_TASK GOAL_. Return every line in the records that contains the word "woman". The match is case-sensitive.

_EXCERPTED RECORDS_.
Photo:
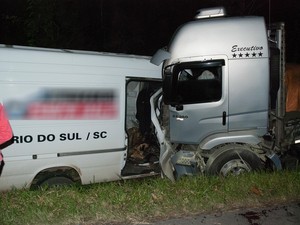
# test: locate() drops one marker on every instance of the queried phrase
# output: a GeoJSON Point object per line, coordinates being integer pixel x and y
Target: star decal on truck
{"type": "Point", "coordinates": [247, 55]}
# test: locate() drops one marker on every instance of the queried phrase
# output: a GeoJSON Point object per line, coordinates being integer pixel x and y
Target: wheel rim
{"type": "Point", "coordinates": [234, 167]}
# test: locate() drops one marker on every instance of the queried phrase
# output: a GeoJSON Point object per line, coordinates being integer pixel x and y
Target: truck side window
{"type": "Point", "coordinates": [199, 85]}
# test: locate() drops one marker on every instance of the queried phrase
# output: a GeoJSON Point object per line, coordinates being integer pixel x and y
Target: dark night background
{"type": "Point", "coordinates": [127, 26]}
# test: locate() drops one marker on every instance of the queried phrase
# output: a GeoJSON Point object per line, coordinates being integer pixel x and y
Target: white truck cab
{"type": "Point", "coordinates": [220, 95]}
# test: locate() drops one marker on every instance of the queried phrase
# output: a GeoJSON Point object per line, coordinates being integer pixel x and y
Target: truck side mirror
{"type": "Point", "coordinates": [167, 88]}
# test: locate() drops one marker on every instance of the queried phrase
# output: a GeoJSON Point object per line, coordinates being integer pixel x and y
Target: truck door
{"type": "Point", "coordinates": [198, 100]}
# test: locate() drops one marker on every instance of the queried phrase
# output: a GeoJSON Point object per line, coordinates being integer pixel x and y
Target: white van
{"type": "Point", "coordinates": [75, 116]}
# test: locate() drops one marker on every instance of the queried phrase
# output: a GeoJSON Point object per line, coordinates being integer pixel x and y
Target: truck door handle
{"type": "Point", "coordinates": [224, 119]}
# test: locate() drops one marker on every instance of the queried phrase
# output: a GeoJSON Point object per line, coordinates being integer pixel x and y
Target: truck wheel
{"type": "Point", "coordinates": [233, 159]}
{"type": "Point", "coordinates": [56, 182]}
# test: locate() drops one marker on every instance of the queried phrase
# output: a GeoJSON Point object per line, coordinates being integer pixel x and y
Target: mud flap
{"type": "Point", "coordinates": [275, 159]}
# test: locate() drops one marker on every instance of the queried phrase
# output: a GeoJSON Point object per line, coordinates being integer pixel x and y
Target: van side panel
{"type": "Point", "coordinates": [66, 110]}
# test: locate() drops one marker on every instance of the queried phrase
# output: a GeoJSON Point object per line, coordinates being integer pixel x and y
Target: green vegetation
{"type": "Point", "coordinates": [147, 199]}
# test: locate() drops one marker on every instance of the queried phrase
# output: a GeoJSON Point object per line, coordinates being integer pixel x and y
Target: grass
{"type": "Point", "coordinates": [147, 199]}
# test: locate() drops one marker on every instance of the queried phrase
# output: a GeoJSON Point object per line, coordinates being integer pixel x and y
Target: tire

--

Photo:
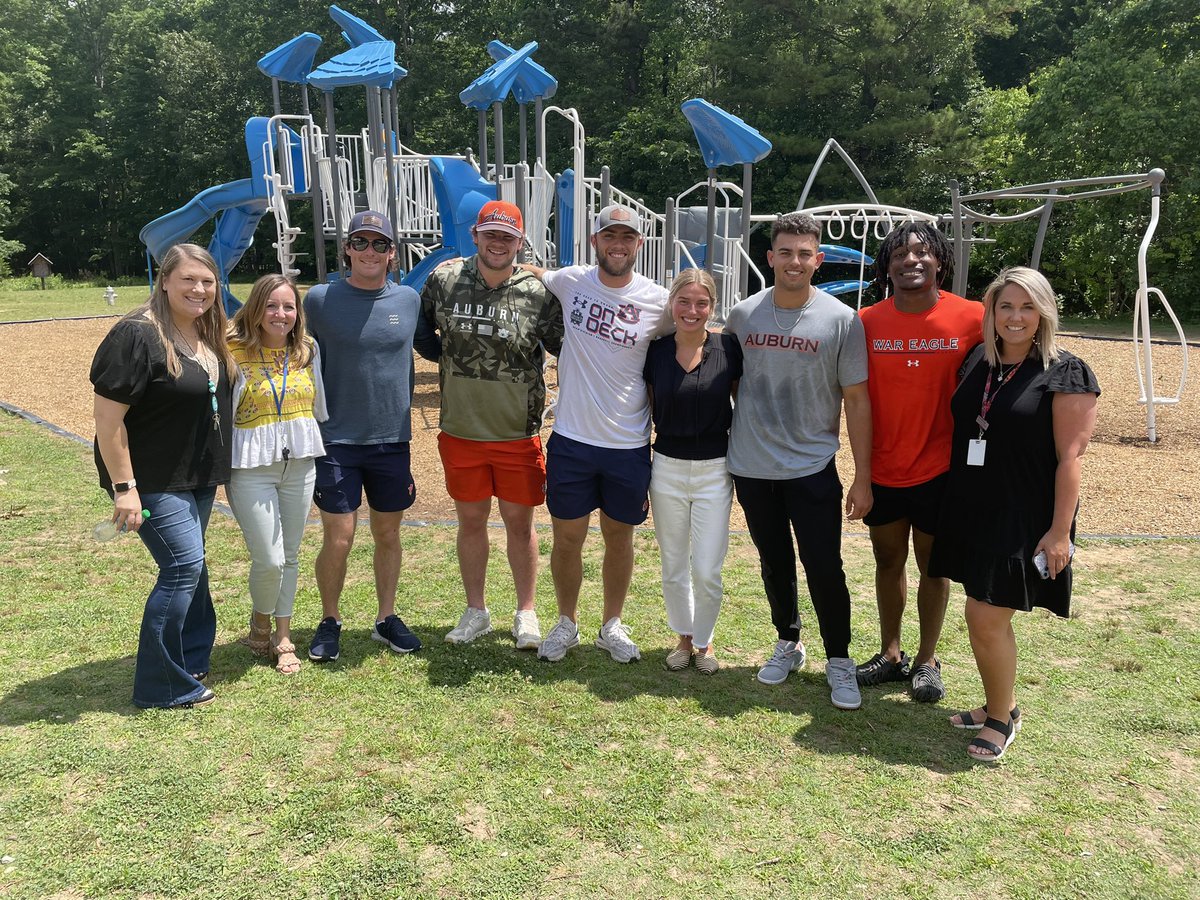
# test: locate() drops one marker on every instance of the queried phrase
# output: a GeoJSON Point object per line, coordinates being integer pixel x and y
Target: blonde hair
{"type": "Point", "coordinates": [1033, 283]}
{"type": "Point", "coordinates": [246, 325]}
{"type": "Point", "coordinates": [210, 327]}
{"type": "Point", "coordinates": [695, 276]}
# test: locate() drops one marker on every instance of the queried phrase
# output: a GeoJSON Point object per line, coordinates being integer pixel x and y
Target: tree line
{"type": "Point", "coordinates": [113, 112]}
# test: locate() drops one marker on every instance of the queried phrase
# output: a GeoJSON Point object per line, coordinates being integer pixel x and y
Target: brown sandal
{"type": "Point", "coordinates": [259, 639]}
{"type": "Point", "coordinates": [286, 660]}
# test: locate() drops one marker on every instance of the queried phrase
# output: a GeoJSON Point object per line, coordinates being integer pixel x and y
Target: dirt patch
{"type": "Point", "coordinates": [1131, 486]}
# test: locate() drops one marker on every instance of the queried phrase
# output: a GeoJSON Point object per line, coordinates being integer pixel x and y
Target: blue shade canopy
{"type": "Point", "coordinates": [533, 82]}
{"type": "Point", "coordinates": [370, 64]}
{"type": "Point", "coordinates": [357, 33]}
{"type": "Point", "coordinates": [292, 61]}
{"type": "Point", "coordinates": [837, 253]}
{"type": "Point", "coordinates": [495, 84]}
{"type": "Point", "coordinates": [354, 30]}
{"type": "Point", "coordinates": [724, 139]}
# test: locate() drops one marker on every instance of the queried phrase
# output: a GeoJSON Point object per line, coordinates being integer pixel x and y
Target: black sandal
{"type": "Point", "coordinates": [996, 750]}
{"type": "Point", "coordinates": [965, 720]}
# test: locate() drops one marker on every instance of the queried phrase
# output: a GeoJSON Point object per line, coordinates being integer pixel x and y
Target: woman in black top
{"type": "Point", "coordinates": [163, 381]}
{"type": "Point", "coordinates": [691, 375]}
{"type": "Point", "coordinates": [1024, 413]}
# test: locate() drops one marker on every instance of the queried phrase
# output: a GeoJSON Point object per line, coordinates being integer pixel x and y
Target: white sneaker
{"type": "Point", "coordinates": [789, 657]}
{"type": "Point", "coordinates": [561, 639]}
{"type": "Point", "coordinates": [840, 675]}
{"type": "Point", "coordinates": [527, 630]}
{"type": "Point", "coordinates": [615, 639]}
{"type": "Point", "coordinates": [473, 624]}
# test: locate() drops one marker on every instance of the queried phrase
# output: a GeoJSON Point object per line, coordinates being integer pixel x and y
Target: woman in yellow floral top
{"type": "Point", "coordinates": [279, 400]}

_OUTPUT FOR THIS EXERCISE_.
Target: woman in black top
Target: woman in yellow floral top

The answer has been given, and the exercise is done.